**Texto fornecido:**
Esse caminho pode estar nas propriedades da Cannabis. Pesquisas já sugeriram que indivíduos com TAS têm maior probabilidade de recorrer à Cannabis sativa para se automedicar, do que em outros transtornos de ansiedade.
Entretanto, estudos realizados pelo Dr. Alexandre Crippa, chefe do departamento de Neurociências e Ciências do Comportamento da Universidade de São Paulo, apontam que a relação entre Cannabis e ansiedade é paradoxal.
Embora muitos usuários de maconha fumada relatem a redução da ansiedade como motivação para o uso, episódios de intensa ansiedade ou pânico estão entre os efeitos indesejáveis mais comuns do consumo da planta.
Parte da explicação para essa contradição está no fato de que doses baixas de THC geram efeitos semelhantes a ansiolíticos. Mas THC em grande quantidade pode proporcionar o efeito oposto.
Dr. Alexandre Crippa palestra sobre maconha, canabinoides e a sociedade durante o USP Talks
Já com o CBD é diferente
Pesquisas em voluntários saudáveis mostrou que o canabidiol tem capacidade de atenuar a ansiedade provocada pelo THC.
Já os estudos em animais encontraram no CBD efeitos semelhantes aos medicamentos ansiolíticos. Essas evidências abriram caminho para testar a eficácia do CBD em pacientes diagnosticados com TAS.
A pesquisa, realizada no Hospital das Clínicas da Faculdade de Medicina de Ribeirão Preto em parceria com a Faculdade de Ciências Farmacêuticas de Ribeirão Preto, separou um grupo de 24 pessoas diagnosticadas com TAS, mas que nunca receberam qualquer tipo de tratamento, além de outras 12 saudáveis como grupo de controle.
Todos tinham que preparar um discurso de quatro minutos para ser lido em frente a uma câmera de vídeo, enquanto assistiam à própria imagem na televisão. Entretanto, duas horas antes da atividade, metade dos pacientes diagnosticado com TAS recebeu uma dose de 600 mg, a maior dose encontrada na literatura científica para tratamento ansiolítico.

**Entradas do conjunto de dados:**

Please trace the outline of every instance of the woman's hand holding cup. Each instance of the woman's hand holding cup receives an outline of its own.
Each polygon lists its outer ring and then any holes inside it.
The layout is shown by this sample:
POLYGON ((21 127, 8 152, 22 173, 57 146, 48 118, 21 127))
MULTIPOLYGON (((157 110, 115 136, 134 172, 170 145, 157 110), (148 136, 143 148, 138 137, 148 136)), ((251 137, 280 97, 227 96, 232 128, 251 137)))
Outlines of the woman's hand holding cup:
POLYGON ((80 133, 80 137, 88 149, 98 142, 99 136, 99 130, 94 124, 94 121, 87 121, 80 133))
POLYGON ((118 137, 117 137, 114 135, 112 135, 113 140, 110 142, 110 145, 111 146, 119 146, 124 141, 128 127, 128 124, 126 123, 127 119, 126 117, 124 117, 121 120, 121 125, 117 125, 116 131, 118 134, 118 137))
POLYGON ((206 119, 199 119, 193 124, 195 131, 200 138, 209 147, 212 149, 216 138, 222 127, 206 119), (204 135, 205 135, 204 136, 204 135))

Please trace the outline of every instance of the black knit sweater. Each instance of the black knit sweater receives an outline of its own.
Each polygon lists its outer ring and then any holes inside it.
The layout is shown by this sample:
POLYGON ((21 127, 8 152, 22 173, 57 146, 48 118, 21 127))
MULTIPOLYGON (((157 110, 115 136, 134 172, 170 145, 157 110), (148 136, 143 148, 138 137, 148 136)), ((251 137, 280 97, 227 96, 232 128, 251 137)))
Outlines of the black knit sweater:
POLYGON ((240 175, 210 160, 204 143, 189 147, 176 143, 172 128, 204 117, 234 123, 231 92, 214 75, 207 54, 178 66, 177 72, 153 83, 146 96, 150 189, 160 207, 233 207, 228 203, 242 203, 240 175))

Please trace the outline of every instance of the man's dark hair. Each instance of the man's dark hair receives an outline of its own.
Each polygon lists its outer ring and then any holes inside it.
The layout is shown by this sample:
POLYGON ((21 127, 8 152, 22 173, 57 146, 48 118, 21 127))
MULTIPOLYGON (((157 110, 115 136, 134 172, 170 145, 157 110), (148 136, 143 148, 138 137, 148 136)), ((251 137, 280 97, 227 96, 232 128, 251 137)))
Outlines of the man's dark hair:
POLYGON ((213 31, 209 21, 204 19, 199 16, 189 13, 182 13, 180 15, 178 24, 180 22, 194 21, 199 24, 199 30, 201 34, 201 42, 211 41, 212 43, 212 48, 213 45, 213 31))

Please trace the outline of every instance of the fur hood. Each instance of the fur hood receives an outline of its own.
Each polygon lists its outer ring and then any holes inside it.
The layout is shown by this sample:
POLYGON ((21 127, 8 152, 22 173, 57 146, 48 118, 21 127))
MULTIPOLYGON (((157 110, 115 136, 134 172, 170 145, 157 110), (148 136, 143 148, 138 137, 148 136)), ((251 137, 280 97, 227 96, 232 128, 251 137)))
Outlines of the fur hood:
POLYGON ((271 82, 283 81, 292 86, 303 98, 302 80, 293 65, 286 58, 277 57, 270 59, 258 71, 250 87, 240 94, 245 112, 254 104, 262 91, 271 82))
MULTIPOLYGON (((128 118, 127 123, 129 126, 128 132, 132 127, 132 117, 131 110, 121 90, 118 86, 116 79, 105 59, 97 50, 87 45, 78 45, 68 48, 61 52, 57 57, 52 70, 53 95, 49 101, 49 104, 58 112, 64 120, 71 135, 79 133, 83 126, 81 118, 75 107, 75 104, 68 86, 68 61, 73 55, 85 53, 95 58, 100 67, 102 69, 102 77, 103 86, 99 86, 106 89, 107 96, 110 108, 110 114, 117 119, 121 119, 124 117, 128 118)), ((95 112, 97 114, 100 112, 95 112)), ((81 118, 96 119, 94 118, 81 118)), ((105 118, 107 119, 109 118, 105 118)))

**Verifique sua compreensão:**
[A] No texto sobre cannabis e ansiedade, quantas pessoas saudáveis formaram o grupo de controle da pesquisa?
[B] No texto sobre cannabis e ansiedade, reescreva o trecho de "Embora muitos usuários" a "diagnosticados com TAS.", trocando "voluntários saudáveis" por "participantes saudáveis".

**Respostas às tarefas:**
[A] 12 pessoas.

[B]
Embora muitos usuários de maconha fumada relatem a redução da ansiedade como motivação para o uso, episódios de intensa ansiedade ou pânico estão entre os efeitos indesejáveis mais comuns do consumo da planta.
Parte da explicação para essa contradição está no fato de que doses baixas de THC geram efeitos semelhantes a ansiolíticos. Mas THC em grande quantidade pode proporcionar o efeito oposto.
Dr. Alexandre Crippa palestra sobre maconha, canabinoides e a sociedade durante o USP Talks
Já com o CBD é diferente
Pesquisas em participantes saudáveis mostrou que o canabidiol tem capacidade de atenuar a ansiedade provocada pelo THC.
Já os estudos em animais encontraram no CBD efeitos semelhantes aos medicamentos ansiolíticos. Essas evidências abriram caminho para testar a eficácia do CBD em pacientes diagnosticados com TAS.